====== Dataset excerpts ======
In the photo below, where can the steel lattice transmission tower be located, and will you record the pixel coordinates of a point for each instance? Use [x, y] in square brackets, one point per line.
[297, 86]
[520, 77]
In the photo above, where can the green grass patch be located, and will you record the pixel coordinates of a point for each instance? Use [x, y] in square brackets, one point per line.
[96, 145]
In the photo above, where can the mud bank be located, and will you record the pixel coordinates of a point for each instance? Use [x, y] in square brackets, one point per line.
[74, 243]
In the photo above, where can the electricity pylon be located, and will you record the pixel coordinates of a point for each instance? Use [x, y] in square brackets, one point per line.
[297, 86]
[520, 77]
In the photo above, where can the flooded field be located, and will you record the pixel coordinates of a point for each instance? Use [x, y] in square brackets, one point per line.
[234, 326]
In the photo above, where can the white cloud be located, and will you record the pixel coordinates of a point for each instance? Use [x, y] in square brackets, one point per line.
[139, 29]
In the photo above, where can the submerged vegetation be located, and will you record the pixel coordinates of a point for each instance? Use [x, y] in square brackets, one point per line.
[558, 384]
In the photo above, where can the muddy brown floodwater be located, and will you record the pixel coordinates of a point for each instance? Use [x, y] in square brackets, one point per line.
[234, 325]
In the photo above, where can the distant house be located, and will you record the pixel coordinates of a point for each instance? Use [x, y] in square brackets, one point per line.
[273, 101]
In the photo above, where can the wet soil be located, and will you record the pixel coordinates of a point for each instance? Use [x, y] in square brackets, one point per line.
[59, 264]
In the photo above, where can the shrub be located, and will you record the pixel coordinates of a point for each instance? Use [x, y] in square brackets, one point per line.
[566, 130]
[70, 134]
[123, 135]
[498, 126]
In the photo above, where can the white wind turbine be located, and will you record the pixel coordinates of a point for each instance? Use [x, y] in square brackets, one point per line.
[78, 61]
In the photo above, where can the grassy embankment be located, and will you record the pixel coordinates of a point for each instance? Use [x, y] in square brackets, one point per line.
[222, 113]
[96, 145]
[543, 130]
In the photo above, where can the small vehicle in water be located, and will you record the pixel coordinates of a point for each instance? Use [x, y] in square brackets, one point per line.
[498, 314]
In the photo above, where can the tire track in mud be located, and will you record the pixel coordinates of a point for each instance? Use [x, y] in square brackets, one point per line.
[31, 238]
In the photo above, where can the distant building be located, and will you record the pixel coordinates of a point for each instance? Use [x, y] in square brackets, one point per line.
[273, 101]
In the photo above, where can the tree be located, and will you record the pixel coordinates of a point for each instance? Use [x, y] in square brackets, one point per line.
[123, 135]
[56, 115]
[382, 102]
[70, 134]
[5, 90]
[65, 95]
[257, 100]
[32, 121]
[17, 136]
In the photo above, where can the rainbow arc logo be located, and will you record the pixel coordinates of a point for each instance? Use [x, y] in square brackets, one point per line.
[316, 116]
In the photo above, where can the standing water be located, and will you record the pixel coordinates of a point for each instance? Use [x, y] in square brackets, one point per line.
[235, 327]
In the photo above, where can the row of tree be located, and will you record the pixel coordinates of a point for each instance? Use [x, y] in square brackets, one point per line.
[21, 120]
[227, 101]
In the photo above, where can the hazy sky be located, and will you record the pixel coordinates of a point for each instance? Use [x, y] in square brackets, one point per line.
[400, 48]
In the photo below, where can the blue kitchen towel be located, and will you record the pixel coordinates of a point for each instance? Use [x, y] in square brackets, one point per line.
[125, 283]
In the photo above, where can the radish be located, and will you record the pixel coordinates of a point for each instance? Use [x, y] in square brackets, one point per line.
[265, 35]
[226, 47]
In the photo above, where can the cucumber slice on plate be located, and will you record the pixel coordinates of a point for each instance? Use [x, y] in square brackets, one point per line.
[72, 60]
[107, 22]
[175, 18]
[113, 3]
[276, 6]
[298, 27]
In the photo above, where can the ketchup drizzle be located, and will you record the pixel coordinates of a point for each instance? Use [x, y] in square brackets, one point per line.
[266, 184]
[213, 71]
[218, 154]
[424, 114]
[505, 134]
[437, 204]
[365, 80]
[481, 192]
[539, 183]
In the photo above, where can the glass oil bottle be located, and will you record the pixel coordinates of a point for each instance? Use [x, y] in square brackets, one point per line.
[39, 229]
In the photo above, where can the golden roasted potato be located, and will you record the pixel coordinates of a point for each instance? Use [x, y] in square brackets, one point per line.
======
▶ [What the exercise asks]: Copy all of the records above word for word, line by line, with nothing changed.

▶ [Exercise solution]:
In the photo below, where can the steel lattice transmission tower be located, and will you record the pixel coordinates of a point for each instance? Use [x, y] in square brackets, one point per line.
[297, 86]
[520, 77]
In the photo above, where can the green grass patch be located, and will you record the pixel coordinates of a point for each instance? Use [x, y] in square brackets, one point per line.
[96, 145]
In the photo above, where can the mud bank be located, and will you record the pixel coordinates of a point for each instance? Use [x, y] in square brackets, one point per line.
[74, 243]
In the photo above, where can the electricity pylon be located, and will you record the pixel coordinates of a point for each instance? Use [x, y] in square brackets, one point per line.
[297, 86]
[520, 77]
In the photo above, where can the flooded field be located, and will you record the pixel coordinates of a point for each instance? Use [x, y] in square brackets, one point per line.
[234, 326]
In the photo above, where can the white cloud be located, and will you record the pixel coordinates of a point for each instance? Use [x, y] in square brackets, one point per line.
[139, 29]
In the photo above, where can the submerged vegetation be located, and will you record the pixel coordinates of a point for each instance? Use [x, y] in square brackets, one point per line.
[558, 384]
In the photo above, where can the muddy brown floodwater be located, and will you record the pixel coordinates of a point for each instance? Use [x, y] in square brackets, one point per line.
[234, 325]
In the photo above, where can the distant house be located, and will you record the pixel coordinates of a point for each instance? Use [x, y] in square brackets, one point per line.
[273, 101]
In the photo above, where can the wet soil be located, and will you record the pixel coordinates of a point for each instance? Use [x, y] in square brackets, one point per line.
[59, 264]
In the photo above, where can the shrub be located, and will you record the pixel coordinates of a point for each instance? Use [x, y] in square brackets, one point per line.
[566, 130]
[70, 134]
[123, 135]
[498, 126]
In the photo above, where can the white wind turbine be located, and will you record the pixel coordinates of a point for each instance? Use [x, y] in square brackets, one point per line.
[78, 61]
In the photo above, where can the grassy embankment be located, and will you record the pixel coordinates of a point for each instance? Use [x, y] in square brackets, one point per line.
[222, 113]
[96, 145]
[543, 130]
In the photo above, where can the small vehicle in water be located, and will you record the pixel coordinates of a point for each instance? Use [x, y] in square brackets, one point per line.
[498, 314]
In the photo above, where can the tire track in mud be located, and will you record the pixel coordinates of a point for each instance? Use [x, y] in square brackets, one point per line.
[31, 238]
In the photo above, where can the distant building be located, and will you record the pixel coordinates of a point for each instance? Use [x, y] in square brackets, one point per line.
[273, 101]
In the photo above, where can the tree be located, and will you record the pixel coordinates of a point for each instance? Use [x, y] in square brackets, one point per line.
[123, 135]
[56, 115]
[382, 102]
[70, 134]
[5, 90]
[65, 95]
[257, 100]
[32, 121]
[17, 136]
In the photo above, where can the rainbow arc logo be located, and will you record the pixel coordinates of a point for each instance? Use [x, y] in square brackets, one point per line.
[316, 116]
In the photo above, where can the standing water be located, and will you record the pixel coordinates of a point for each instance? Use [x, y] in square brackets, one point per line.
[235, 327]
In the photo above, where can the row of tree be located, and will you record the pixel coordinates of a point for each instance? Use [x, y] in square brackets, one point per line.
[21, 120]
[227, 101]
In the photo above, where can the hazy sky be located, and will you record the pixel coordinates of a point for each instance? Use [x, y] in square brackets, one point per line.
[400, 48]
In the photo below, where can the blue kitchen towel be located, and will you record the pixel coordinates of a point for each instance? Use [x, y] in square brackets, one point per line.
[125, 283]
In the photo above, where can the radish be located, and will you record the pixel coordinates of a point for each instance? Use [x, y] in square brackets, one point per line.
[265, 35]
[226, 47]
In the photo above, where can the cucumber slice on plate be located, and will you record the pixel coordinates of a point for each instance? Use [x, y] in square brackets, one point per line.
[72, 60]
[107, 22]
[175, 18]
[113, 3]
[276, 6]
[298, 27]
In the photo above, where can the ketchup drizzle be located, and will you record the pixel coordinates of a point for each instance? Use [x, y] in square brackets, one point per line.
[266, 184]
[213, 71]
[218, 154]
[424, 114]
[505, 134]
[437, 204]
[365, 80]
[481, 192]
[539, 183]
In the photo above, where can the glass oil bottle be located, and will you record the pixel coordinates of a point for each instance? Use [x, y] in square brackets, one point per line.
[39, 229]
In the photo above, where can the golden roasted potato be located, and will you record the pixel coordinates of a point for each instance? Use [x, y] in square brackets, one point per line.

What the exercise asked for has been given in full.